▸ What the task requires
Copy the data below line for line, keeping every word and number unchanged.

[Data pointing to named objects]
········

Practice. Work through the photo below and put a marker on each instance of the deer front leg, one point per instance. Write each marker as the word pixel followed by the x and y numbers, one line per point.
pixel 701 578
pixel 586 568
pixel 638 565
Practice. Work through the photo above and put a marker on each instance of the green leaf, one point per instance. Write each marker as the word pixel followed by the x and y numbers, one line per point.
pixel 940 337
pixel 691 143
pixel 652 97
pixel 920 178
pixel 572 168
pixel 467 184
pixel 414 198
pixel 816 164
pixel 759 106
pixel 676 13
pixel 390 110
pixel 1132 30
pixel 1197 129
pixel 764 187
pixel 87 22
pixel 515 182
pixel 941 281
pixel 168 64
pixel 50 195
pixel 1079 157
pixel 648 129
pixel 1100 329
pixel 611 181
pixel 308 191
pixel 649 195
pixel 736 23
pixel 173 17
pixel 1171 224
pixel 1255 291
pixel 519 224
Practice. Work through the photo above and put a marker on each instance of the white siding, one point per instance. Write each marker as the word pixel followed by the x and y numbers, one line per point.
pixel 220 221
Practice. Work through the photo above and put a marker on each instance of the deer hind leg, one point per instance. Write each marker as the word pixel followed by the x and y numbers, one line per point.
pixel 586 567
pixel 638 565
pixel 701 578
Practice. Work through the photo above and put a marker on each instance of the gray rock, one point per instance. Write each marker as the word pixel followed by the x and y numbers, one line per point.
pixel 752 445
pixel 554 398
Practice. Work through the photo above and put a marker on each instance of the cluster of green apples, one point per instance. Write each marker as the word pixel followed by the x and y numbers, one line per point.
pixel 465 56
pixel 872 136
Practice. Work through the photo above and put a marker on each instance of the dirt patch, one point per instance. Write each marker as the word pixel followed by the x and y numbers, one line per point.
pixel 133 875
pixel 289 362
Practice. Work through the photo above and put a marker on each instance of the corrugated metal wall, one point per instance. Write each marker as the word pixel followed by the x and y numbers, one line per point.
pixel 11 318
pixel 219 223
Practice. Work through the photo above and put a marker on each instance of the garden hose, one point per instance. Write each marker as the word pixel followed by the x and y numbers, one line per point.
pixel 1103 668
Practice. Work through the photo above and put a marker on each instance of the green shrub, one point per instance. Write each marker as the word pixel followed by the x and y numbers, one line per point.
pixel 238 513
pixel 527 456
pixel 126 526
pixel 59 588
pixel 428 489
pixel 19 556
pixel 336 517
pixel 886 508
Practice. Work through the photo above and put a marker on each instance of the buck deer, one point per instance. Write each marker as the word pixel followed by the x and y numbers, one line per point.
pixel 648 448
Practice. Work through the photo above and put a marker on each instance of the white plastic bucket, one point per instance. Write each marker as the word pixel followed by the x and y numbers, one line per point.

········

▸ Response
Practice. Work through the photo below and put a marker on each instance of the deer front leg, one point per instance. Write each marker as the word pixel followed by the x and y numbers, one line per point.
pixel 701 578
pixel 586 568
pixel 638 565
Practice. Work through the photo above and put a marker on each instance of the green leaf, one point per instance. Write each marker as the word pixel followed by the x and y numbers, one line per point.
pixel 940 337
pixel 691 143
pixel 652 97
pixel 920 178
pixel 572 168
pixel 467 184
pixel 414 198
pixel 816 164
pixel 759 106
pixel 676 13
pixel 390 110
pixel 1132 30
pixel 1197 129
pixel 764 187
pixel 87 22
pixel 515 182
pixel 941 281
pixel 168 64
pixel 50 195
pixel 1079 157
pixel 648 129
pixel 1100 329
pixel 611 181
pixel 308 191
pixel 649 195
pixel 736 23
pixel 173 17
pixel 1171 224
pixel 1255 291
pixel 519 224
Practice. Work through the photo above and put a marker on each instance of the white siding, one point per instance. Write each marker as the word pixel followed by the x and y numbers, one line per point.
pixel 220 221
Practice. Work through the photo above and put a marker on each instance of the deer hind leg, one point per instance. Write each marker as the word pixel followed by the x and y numbers, one line per point.
pixel 586 567
pixel 638 565
pixel 701 578
Practice. Work through the photo above and put a marker on each instance of the gray rock, one point per instance. Write each marker as the word pixel followed by the x and y numbers, one line per point.
pixel 752 445
pixel 554 398
Practice. Work through the photo above and put a marker on each instance of the cluster of green apples, one point per instance. Write each marker as the word pixel followed by the x and y numbers, one line per point.
pixel 465 56
pixel 872 136
Practice. Work through the photo above and put a marker on each instance of the dirt patch, one point per instance. Write each marker as the word pixel followed by the x and y numbers, one line per point.
pixel 133 875
pixel 289 362
Practice. Work through the photo above and put a marker on each instance of the corrugated metal wall, one point per instance. Write each marker as the word pixel followed by the x and y numbers, one line per point.
pixel 11 318
pixel 219 223
Practice. Work through the photo above and put a marker on each instance of the garden hose, one point per instance. Write each marker as the word pixel followed by the x and y numbers, one line per point.
pixel 1103 668
Practice. Work through the photo above and put a marker on each instance of the green shrub, one point per instance. Write each marker as the word pixel followed by the x and y numbers, one line per point.
pixel 238 513
pixel 527 456
pixel 126 526
pixel 59 588
pixel 428 489
pixel 19 556
pixel 336 517
pixel 886 508
Practice. Work through the photo above and put a marker on each instance of the buck deer, one point per instance. Write each marker as the word pixel followed by the x and y numbers, one line per point.
pixel 648 448
Practice. Work through the photo above and put a marker on each instance of the white plastic bucket, one point per instance. Write each marker as the word pixel followed by the x and y numbers, one line per point.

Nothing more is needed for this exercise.